→ Task details
A single figure is required: the number of lines below in which the word "metal" occurs.

=-=-=-=-=

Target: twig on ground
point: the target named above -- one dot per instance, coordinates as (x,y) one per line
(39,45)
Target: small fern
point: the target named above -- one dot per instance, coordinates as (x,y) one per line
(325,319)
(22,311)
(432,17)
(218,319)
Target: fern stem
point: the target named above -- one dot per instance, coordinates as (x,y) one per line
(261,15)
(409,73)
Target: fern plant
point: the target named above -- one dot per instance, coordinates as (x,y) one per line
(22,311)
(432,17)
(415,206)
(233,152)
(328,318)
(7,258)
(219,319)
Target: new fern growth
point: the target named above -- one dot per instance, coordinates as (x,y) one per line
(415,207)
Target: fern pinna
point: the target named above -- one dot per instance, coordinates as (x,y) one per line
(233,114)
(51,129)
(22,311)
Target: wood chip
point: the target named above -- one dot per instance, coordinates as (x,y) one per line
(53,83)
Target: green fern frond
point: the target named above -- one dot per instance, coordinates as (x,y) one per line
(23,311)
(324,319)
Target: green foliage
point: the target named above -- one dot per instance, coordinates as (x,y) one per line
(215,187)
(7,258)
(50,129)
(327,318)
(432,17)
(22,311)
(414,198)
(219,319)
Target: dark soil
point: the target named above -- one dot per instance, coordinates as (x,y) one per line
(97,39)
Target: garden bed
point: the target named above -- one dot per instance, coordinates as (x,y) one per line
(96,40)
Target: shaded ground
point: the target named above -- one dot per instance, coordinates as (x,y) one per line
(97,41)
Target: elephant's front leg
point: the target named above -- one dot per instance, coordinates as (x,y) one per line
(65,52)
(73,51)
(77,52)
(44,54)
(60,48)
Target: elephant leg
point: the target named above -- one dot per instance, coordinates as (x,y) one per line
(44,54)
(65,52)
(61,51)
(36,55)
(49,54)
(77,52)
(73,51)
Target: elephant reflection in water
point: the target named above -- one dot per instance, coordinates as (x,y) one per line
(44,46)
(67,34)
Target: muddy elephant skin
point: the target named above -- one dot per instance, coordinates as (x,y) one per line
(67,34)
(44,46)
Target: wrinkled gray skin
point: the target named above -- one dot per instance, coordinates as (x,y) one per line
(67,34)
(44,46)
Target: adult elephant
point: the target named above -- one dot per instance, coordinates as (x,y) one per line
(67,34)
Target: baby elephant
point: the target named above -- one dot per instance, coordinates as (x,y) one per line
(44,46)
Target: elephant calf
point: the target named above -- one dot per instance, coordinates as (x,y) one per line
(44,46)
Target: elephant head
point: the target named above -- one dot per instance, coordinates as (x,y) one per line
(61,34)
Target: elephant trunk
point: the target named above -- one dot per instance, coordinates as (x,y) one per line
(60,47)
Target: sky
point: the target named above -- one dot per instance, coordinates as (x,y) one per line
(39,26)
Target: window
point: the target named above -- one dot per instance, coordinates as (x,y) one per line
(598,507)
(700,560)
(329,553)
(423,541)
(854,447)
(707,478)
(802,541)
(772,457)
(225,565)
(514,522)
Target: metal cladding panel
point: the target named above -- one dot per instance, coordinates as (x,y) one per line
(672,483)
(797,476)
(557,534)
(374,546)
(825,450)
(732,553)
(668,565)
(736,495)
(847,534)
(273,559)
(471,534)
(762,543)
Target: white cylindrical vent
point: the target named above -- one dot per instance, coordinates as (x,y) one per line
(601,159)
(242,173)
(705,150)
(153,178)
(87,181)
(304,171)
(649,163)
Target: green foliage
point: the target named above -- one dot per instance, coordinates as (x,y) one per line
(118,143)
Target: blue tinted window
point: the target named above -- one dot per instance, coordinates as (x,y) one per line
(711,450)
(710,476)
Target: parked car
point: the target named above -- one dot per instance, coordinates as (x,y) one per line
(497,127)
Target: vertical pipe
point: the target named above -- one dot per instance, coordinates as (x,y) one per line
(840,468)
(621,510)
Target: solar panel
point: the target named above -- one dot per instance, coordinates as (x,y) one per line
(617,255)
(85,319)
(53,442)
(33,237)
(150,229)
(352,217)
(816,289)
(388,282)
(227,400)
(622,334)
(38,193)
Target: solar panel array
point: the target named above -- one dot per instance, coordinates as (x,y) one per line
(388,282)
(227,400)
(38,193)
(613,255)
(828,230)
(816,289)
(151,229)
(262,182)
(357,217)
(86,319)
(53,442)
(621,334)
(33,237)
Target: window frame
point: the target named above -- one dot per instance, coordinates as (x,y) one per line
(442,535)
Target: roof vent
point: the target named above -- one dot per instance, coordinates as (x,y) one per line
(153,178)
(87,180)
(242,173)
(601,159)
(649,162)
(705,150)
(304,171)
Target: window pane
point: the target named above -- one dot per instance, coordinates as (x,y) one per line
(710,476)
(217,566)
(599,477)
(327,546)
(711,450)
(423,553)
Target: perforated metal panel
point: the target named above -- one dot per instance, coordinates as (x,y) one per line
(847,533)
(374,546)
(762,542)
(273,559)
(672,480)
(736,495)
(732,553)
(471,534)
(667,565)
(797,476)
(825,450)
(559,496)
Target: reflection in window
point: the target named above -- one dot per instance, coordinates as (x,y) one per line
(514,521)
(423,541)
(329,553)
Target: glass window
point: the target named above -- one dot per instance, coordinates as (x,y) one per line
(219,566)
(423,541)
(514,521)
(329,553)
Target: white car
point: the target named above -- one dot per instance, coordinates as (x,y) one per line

=-=-=-=-=

→ Task output
2